GOAL: Return every line of the material exactly.
────────────────
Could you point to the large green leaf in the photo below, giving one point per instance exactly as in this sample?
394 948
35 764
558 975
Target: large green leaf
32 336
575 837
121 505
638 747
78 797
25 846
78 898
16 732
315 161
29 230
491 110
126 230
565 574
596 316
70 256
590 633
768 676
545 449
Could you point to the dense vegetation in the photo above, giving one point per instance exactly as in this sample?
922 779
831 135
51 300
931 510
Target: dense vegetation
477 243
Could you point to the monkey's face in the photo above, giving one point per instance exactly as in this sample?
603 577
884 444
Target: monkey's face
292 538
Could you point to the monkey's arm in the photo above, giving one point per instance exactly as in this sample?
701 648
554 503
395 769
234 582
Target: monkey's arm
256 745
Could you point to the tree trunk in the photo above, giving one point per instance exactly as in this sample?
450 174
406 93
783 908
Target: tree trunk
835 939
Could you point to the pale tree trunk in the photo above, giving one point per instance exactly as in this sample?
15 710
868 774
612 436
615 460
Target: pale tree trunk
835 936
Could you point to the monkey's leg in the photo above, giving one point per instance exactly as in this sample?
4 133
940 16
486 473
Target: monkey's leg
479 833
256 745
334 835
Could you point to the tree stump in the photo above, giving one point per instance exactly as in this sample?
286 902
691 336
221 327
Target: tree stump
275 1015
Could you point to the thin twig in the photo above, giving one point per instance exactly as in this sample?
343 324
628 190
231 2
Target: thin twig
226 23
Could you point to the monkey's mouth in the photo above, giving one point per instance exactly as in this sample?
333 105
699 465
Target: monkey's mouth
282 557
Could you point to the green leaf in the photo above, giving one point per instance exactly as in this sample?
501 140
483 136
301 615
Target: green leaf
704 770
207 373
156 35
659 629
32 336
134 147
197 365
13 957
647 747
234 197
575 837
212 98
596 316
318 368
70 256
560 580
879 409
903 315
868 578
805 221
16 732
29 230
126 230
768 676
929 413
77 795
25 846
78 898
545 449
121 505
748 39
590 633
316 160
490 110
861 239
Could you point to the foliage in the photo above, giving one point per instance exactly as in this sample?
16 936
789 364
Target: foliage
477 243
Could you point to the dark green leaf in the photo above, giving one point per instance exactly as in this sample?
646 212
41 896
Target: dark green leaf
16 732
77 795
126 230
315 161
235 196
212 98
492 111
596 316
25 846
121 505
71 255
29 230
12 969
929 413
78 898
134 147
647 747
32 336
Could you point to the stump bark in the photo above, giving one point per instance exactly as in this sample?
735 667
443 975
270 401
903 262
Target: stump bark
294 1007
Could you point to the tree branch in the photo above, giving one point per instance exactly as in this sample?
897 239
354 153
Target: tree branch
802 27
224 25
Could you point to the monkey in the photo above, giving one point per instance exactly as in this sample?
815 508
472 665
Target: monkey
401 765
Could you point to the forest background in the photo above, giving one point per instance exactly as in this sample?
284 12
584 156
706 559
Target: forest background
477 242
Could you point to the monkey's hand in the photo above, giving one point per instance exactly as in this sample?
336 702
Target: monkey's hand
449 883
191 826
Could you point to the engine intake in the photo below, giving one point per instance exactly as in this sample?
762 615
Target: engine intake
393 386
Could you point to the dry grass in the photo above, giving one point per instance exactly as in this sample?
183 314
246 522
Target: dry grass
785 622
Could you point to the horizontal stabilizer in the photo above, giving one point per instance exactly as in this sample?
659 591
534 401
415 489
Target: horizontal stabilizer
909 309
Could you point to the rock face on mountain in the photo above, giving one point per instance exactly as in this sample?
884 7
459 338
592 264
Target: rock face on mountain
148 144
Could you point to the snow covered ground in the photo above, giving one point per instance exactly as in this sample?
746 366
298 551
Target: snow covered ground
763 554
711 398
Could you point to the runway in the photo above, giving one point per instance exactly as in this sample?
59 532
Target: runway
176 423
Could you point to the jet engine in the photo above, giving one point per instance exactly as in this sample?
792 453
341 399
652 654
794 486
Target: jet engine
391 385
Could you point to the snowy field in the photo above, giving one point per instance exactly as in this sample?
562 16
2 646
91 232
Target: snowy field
────────────────
RESPONSE TO THE TASK:
Could you point to the large green leaf in the photo below, giving one point per instance exactly as in this sample?
394 948
35 764
558 975
Target: large green leaf
32 336
575 837
121 505
638 747
78 797
25 846
78 898
16 732
315 161
29 230
491 110
126 230
565 574
596 316
70 256
590 633
768 676
545 449
Could you point to the dense vegetation in the photo above, giving one point per instance exactly as in this sample?
922 779
831 135
51 300
931 510
Target: dense vegetation
477 243
Could you point to the monkey's face in the photo above, giving one point per instance exactly as in this sample?
603 577
884 444
Target: monkey's face
292 538
Could you point to the monkey's arm in the photo above, giving one point per instance exactly as in this sample?
701 648
554 503
395 769
234 582
Target: monkey's arm
256 745
Could you point to the tree trunk in the photo above, giving one point per instance exactly as in this sample?
450 174
406 93
783 908
Target: tree trunk
835 939
Could you point to the pale tree trunk in the photo above, giving one point per instance exactly as in this sample?
15 710
868 774
612 436
615 460
Target: pale tree trunk
835 936
Could you point to the monkey's leg in the photo above, giving one point per instance exactly as in this sample?
4 133
940 16
486 473
Target: monkey's leg
479 833
256 745
334 835
Could you point to the tree stump in the photo above, giving one point per instance exactly as in this sample?
286 902
691 336
221 327
Target: tree stump
275 1015
Could you point to the thin twig in the photo above, giving one point per instance exactly as in this sample?
343 324
628 190
231 2
Target: thin twig
226 23
Could you point to the monkey's mouth in the photo above, giving one point per instance exactly as in this sample?
333 105
699 465
Target: monkey's mouth
282 557
Could you point to the green leaf in the photo above, giving one point per instance exactly as in this sample?
501 140
483 136
301 615
Target: green leaf
704 770
207 373
156 35
659 629
32 336
134 147
197 365
13 957
647 747
234 197
575 837
212 98
596 316
318 368
70 256
560 580
879 409
903 315
868 578
805 221
16 732
29 230
126 230
768 676
929 413
77 795
25 846
78 898
545 449
121 505
748 39
590 633
316 160
490 110
861 239
Could you point to the foliage in the photo above, giving one point per instance exactly as in this sample?
16 936
789 364
Target: foliage
477 243
Could you point to the dark green leaf in the photo above, giving one point per instance exactly as in this sample?
646 212
41 896
Target: dark green leaf
16 732
77 795
126 230
315 161
235 196
212 98
492 111
596 316
25 846
121 505
71 255
29 230
12 969
929 413
78 898
134 147
647 747
32 336
Could you point to the stump bark in the photo above, giving one point per instance exactly as in this sample?
735 667
443 975
270 401
903 262
Target: stump bark
294 1007
Could you point to the tree branch in the photo above, giving one point per instance exactly as in this sample?
897 239
354 153
Target: tree branch
802 27
224 25
Could you point to the monkey in the photo above, giving one point per instance exactly as in this sample?
815 508
472 665
Target: monkey
401 765
Could you point to the forest background in the photo above, giving one point per instance exactly as in this sample?
284 12
584 156
706 559
Target: forest background
477 242
Could you point to the monkey's hand in the photo above, giving one point per instance exactly as in this sample?
336 702
Target: monkey's hand
449 883
191 826
Could you point to the engine intake in the photo below, giving one point per instance exactly as in this sample?
762 615
Target: engine intake
393 386
Could you point to the dry grass in the photo above, giving one point per instance exactly as in this sample?
183 314
246 522
Target: dry grass
785 622
Could you point to the horizontal stabilizer in the photo above, giving one point per instance exactly as in this sample?
659 591
534 401
415 489
Target: horizontal stabilizer
909 309
Could you point to the rock face on mountain in the photo above, giving one point per instance exactly as in this sample?
884 7
459 338
592 264
Target: rock face on mountain
148 144
Could you point to the snow covered ground in the photo above, giving one point per instance exactly as in this sample?
746 366
298 551
Target: snow covered ground
763 554
711 398
Could you point to the runway in the photo above, giving one point per instance exactly as in this sample?
59 532
Target: runway
176 423
Could you point to the jet engine in the photo above, giving one point per instance exactly as in this sample?
792 453
341 399
652 654
794 486
Target: jet engine
391 385
Could you point to the snowy field in the photo above, giving one point per instance exactly as in this sample?
562 16
2 646
91 232
Target: snowy field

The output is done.